Retype, exactly as written, every line from the one containing "Note to the class: indicate the dense" through the last line of the records below, both included; skip the pictures.

INPUT RECORDS:
START
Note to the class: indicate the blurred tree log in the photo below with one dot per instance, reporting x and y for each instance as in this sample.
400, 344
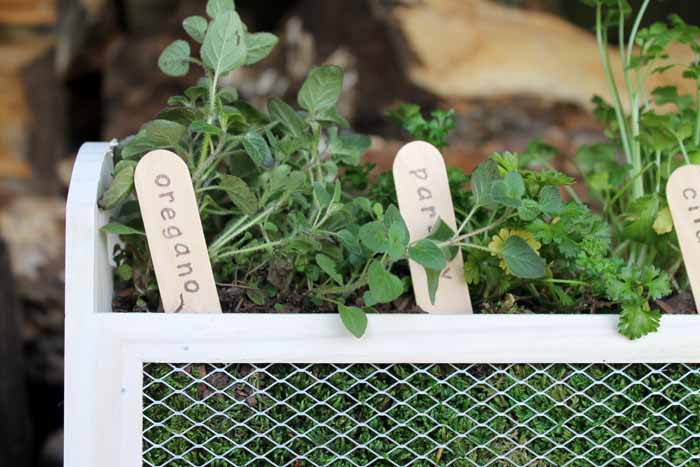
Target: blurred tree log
15, 433
28, 12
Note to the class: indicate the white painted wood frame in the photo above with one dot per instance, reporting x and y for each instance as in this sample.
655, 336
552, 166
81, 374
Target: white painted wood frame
105, 351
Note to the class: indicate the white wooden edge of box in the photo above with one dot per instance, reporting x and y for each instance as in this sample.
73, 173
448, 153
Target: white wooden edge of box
105, 351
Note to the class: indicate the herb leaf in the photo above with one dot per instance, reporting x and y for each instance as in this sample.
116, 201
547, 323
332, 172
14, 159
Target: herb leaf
321, 89
224, 44
521, 259
354, 319
175, 59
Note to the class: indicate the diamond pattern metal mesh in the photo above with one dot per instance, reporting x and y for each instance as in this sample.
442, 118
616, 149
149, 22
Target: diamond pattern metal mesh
421, 415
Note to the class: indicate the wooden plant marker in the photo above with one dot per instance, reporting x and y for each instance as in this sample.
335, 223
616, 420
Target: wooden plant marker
683, 194
175, 236
424, 196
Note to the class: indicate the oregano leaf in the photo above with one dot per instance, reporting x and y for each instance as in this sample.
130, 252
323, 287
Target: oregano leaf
218, 7
428, 254
175, 59
354, 319
240, 193
258, 149
224, 44
196, 27
384, 286
321, 89
329, 266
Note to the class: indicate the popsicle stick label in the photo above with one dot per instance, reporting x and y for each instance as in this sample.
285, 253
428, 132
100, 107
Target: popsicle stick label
683, 194
174, 232
424, 196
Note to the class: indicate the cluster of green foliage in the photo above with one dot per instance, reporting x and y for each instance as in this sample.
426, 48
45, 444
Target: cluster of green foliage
288, 209
653, 143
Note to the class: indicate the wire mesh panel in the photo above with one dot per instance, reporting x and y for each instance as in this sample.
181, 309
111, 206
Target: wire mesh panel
421, 415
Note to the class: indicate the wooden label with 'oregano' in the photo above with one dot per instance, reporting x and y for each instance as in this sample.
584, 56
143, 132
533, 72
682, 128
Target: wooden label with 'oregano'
683, 193
424, 198
175, 237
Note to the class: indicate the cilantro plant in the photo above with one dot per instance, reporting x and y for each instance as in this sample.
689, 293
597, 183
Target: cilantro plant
631, 191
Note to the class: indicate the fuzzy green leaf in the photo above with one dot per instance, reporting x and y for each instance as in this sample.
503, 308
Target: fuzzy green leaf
510, 190
522, 260
321, 89
329, 266
175, 59
240, 193
258, 150
373, 235
348, 149
428, 254
218, 7
384, 286
259, 46
224, 44
121, 186
354, 319
287, 116
120, 229
163, 133
637, 320
196, 27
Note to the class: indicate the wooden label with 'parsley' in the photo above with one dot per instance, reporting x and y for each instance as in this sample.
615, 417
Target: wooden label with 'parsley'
683, 194
175, 237
424, 197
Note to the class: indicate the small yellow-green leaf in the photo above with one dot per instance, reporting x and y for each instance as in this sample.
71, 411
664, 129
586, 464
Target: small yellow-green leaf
664, 222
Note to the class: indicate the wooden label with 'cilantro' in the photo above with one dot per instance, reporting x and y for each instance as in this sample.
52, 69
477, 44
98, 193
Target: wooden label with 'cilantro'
683, 194
175, 237
424, 197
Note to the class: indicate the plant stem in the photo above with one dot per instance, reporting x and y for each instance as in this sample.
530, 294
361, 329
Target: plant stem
251, 249
476, 232
605, 59
237, 229
565, 281
467, 219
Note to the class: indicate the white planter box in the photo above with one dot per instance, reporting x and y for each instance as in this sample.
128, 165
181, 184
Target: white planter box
105, 376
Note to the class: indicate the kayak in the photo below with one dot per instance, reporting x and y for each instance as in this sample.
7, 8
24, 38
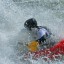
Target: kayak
54, 52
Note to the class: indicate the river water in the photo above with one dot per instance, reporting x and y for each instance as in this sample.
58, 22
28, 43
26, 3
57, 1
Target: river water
13, 14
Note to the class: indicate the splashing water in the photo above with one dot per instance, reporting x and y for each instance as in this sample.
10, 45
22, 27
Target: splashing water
14, 13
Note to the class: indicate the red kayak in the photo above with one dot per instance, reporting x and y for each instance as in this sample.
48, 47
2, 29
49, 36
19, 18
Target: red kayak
55, 51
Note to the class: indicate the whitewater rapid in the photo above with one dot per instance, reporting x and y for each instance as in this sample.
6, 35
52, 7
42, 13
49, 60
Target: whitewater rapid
14, 13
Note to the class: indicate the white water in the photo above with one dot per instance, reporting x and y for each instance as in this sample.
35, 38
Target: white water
12, 17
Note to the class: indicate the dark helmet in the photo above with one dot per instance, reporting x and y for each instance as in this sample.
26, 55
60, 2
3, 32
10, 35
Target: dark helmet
30, 23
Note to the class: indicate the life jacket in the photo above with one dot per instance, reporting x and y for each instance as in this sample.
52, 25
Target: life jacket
41, 31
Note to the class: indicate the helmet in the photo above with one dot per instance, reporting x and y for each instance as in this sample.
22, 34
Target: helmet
30, 23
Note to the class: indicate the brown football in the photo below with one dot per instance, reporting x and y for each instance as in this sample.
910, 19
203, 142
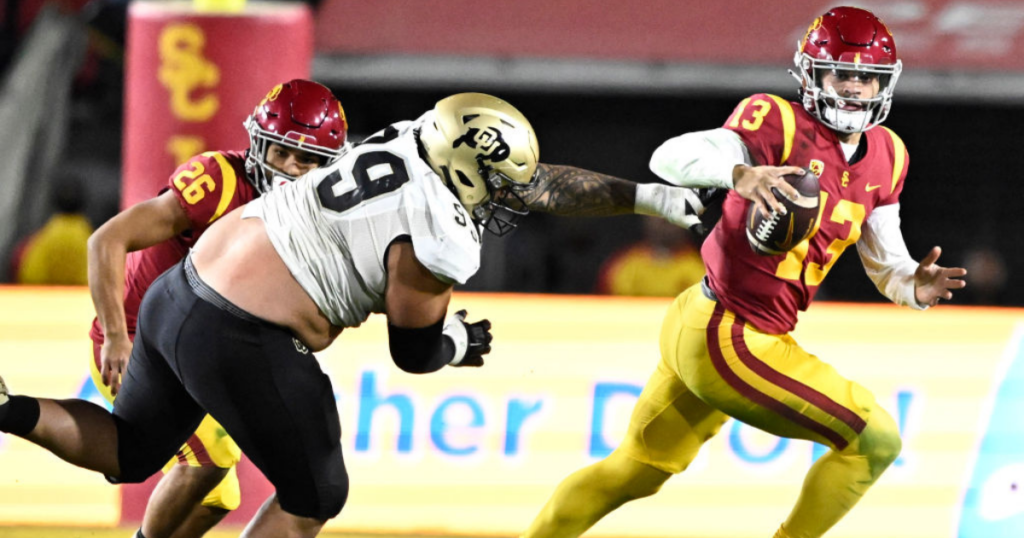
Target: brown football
777, 234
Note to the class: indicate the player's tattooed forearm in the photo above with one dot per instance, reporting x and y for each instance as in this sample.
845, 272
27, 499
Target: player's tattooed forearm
568, 191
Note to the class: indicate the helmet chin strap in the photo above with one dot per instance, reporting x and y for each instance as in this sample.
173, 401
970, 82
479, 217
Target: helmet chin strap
843, 120
846, 121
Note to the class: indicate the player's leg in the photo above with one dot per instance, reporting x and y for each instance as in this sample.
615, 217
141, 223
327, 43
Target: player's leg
195, 496
175, 508
77, 431
772, 383
128, 445
668, 426
276, 404
272, 521
199, 489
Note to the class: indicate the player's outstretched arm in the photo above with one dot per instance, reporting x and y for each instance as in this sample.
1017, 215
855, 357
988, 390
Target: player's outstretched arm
415, 301
567, 191
139, 226
932, 282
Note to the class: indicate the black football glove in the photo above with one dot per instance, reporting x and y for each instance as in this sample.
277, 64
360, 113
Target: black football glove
472, 340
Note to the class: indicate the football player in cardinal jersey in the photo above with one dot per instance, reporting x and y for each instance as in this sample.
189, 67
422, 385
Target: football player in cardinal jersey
298, 127
725, 343
389, 228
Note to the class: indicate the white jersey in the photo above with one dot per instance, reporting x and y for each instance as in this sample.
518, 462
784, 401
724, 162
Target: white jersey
333, 226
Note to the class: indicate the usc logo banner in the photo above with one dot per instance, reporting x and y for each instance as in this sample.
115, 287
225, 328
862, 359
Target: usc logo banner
184, 72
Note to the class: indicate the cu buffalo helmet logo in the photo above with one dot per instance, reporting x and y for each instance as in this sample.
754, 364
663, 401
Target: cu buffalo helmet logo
488, 141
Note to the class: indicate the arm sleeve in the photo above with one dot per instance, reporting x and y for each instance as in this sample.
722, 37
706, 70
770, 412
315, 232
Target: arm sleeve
702, 159
886, 258
420, 350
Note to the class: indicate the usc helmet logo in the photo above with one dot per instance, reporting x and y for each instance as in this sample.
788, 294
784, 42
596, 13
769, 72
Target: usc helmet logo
272, 95
814, 26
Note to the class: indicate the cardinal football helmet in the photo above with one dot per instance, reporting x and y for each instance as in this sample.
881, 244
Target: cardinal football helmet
485, 151
298, 114
847, 40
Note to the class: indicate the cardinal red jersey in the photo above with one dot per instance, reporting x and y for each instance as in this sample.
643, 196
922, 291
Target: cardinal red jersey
768, 291
208, 187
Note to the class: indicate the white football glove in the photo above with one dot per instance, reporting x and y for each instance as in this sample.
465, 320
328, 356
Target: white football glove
678, 205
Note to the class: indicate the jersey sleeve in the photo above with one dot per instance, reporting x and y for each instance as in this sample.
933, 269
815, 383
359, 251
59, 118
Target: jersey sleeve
901, 164
444, 239
767, 126
205, 187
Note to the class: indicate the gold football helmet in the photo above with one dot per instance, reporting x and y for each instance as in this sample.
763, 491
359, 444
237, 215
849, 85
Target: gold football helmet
485, 151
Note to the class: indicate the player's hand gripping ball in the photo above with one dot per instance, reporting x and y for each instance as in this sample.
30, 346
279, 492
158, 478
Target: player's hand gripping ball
777, 234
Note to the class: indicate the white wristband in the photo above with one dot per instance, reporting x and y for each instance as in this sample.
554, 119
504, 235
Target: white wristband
456, 330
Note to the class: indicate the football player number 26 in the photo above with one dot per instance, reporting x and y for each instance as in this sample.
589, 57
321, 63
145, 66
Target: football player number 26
200, 185
375, 173
759, 109
845, 211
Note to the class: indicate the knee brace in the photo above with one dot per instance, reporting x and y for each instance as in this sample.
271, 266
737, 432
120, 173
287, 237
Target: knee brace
880, 441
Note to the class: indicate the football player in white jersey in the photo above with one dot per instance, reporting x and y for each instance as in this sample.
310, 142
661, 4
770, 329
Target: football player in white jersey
389, 228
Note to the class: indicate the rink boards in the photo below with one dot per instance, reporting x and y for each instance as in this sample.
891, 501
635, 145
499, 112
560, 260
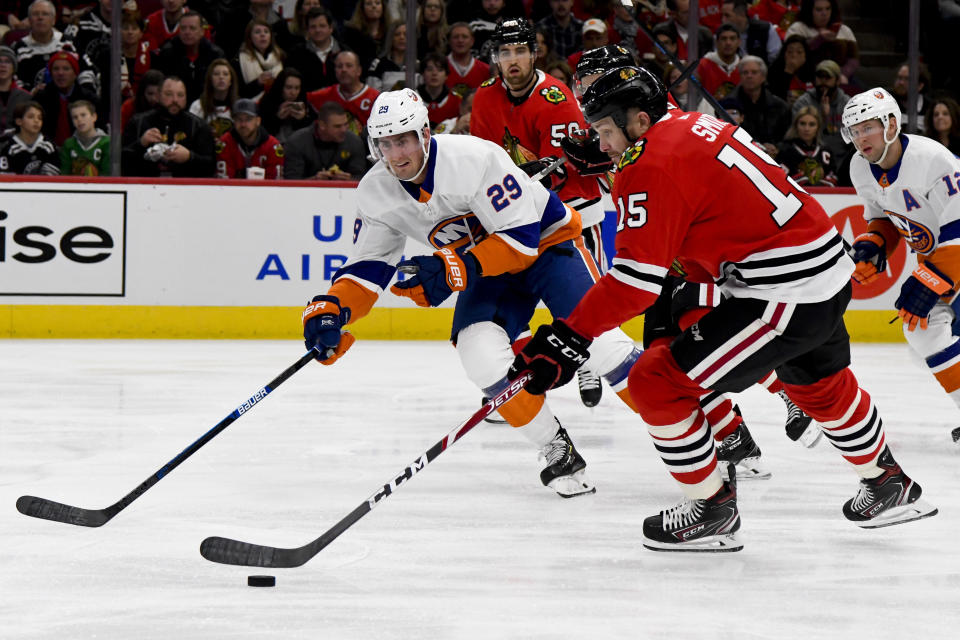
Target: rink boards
124, 258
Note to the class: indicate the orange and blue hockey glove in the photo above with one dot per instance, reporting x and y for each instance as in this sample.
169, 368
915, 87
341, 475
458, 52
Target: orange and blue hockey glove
436, 277
921, 291
870, 256
323, 321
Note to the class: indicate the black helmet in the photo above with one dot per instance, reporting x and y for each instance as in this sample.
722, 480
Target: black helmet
514, 31
620, 89
602, 59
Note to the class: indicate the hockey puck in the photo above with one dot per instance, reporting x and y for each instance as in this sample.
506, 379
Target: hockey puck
261, 581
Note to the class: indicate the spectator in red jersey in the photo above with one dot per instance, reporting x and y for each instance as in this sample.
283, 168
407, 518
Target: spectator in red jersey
432, 29
355, 96
594, 36
802, 153
791, 74
366, 31
326, 151
284, 108
248, 151
441, 103
943, 123
827, 37
718, 70
259, 61
466, 71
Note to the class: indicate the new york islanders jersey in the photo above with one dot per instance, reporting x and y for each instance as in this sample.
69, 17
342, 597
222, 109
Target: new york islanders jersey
473, 199
532, 128
920, 195
697, 189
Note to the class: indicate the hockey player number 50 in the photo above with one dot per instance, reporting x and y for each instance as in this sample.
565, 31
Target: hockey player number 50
787, 204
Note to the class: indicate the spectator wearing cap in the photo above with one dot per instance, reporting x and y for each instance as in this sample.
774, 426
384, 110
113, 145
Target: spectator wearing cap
594, 36
189, 54
565, 29
719, 70
34, 50
247, 150
55, 97
765, 116
10, 94
327, 150
828, 97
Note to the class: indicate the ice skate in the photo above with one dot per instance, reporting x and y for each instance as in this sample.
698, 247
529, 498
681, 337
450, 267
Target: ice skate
890, 498
564, 470
800, 427
740, 450
697, 525
590, 388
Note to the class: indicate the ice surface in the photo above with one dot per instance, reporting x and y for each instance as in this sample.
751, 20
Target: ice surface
473, 547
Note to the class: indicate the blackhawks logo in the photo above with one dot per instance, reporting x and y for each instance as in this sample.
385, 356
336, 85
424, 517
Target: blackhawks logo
553, 95
631, 155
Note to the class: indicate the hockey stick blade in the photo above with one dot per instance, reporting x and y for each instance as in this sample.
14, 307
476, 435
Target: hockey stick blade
227, 551
57, 512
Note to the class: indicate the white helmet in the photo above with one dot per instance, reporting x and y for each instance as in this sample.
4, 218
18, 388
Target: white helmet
876, 103
396, 112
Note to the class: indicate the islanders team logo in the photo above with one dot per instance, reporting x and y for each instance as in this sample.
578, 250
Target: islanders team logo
920, 238
553, 95
631, 155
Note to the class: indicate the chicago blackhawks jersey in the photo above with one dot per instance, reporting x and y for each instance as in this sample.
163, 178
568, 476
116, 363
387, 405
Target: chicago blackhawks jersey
698, 190
473, 199
532, 127
919, 195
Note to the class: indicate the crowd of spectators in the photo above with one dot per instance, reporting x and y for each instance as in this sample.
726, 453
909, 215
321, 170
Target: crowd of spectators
283, 88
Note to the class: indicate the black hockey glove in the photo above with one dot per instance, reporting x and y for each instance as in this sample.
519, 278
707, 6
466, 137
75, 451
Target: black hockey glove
553, 356
583, 151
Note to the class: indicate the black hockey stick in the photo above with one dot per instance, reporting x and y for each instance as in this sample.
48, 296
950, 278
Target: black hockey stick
227, 551
50, 510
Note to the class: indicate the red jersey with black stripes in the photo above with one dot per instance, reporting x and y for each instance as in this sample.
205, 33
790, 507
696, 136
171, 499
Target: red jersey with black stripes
699, 190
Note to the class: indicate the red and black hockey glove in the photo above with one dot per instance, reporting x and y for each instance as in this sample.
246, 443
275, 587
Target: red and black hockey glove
920, 293
323, 321
553, 356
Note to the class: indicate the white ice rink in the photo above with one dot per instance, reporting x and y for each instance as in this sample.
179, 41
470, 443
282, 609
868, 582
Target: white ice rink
472, 547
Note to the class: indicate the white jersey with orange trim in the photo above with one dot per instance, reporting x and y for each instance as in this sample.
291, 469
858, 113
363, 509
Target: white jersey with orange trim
474, 198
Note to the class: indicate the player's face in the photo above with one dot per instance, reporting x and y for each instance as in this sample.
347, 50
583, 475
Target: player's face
403, 153
868, 139
516, 64
31, 122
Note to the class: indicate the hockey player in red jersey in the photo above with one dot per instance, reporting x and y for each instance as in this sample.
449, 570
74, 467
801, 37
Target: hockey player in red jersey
247, 145
695, 188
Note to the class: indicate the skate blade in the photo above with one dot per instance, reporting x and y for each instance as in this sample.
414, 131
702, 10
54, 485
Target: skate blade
726, 543
751, 469
576, 484
898, 515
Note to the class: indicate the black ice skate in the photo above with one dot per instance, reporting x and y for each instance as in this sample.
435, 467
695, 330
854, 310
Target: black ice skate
891, 498
697, 525
564, 470
800, 427
740, 450
590, 389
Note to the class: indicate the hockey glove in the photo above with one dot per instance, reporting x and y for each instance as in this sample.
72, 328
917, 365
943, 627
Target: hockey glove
323, 321
554, 179
436, 276
870, 254
582, 149
552, 356
920, 293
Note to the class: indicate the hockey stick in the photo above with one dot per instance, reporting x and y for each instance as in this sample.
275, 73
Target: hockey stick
227, 551
50, 510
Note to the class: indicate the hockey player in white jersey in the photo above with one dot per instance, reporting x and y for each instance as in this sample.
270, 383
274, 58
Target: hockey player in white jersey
502, 241
910, 186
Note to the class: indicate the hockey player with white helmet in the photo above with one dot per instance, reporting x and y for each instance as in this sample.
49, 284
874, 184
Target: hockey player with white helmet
502, 241
910, 189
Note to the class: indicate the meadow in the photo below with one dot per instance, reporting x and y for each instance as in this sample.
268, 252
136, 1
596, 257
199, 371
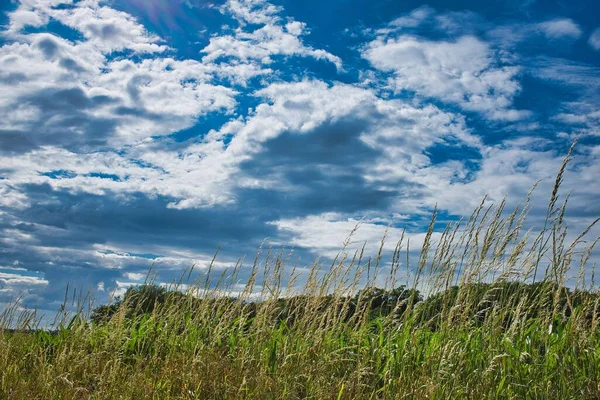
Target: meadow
488, 309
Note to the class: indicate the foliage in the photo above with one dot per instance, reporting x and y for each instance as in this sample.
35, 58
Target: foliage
492, 312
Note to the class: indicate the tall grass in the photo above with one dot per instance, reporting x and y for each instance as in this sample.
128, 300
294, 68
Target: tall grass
509, 313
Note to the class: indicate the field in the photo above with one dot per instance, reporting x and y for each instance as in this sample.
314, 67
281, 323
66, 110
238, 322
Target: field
490, 310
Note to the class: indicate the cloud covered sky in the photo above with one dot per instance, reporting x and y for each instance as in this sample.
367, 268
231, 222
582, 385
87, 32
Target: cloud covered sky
146, 131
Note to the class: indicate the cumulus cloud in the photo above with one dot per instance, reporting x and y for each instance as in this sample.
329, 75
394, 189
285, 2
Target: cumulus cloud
560, 28
594, 39
117, 151
275, 38
465, 72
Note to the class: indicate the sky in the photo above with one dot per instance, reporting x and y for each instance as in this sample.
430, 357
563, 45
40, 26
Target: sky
151, 132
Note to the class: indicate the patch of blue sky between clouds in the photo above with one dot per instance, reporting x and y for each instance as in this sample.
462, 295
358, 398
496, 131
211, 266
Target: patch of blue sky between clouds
153, 131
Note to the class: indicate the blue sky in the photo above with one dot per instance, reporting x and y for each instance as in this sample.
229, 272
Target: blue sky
150, 131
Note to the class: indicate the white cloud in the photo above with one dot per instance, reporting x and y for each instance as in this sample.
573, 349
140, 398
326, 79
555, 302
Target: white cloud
560, 28
594, 39
275, 37
463, 72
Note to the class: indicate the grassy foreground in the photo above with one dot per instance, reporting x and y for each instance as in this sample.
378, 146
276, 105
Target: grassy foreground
484, 330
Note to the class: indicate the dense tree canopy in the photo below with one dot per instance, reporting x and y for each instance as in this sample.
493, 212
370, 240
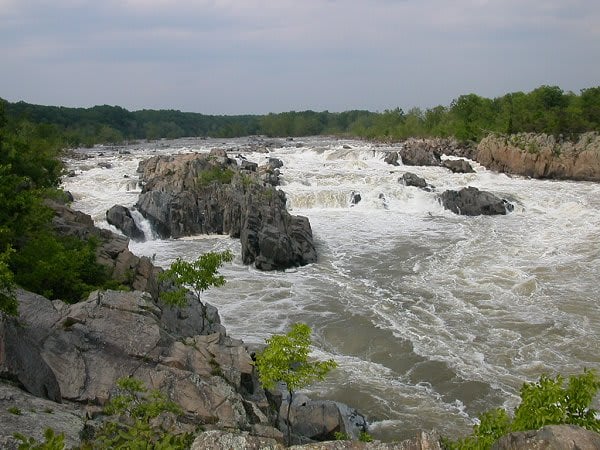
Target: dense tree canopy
547, 109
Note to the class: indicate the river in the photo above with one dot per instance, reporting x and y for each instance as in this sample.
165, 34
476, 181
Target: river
432, 317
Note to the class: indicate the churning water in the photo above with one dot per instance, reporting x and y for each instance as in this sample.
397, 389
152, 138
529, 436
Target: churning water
432, 317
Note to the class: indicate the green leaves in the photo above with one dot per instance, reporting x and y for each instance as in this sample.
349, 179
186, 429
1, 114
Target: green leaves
END
ANSWER TO THE PROBLEM:
Note to the class: indicate the dense tree canopy in the photo below with one dot per instance, reporting x and y for each instance as in this sample.
493, 212
370, 240
Target: dense tree canopy
547, 109
Note to the class: indicate the river in the photo above with one dot per instance, reporting x and y for each instance as in this sample.
165, 34
476, 181
Target: river
432, 317
Note to the class: indicate the churning water in the photo above with one dot per instance, reporting x and y for each instance as in this sample.
397, 389
152, 138
529, 436
Target: churning water
432, 317
Note to the class: indicate the green leaves in the photo above with one dot per instance, reporting x and y for each instance as in this sample.
349, 179
186, 429
1, 114
Target: green leaves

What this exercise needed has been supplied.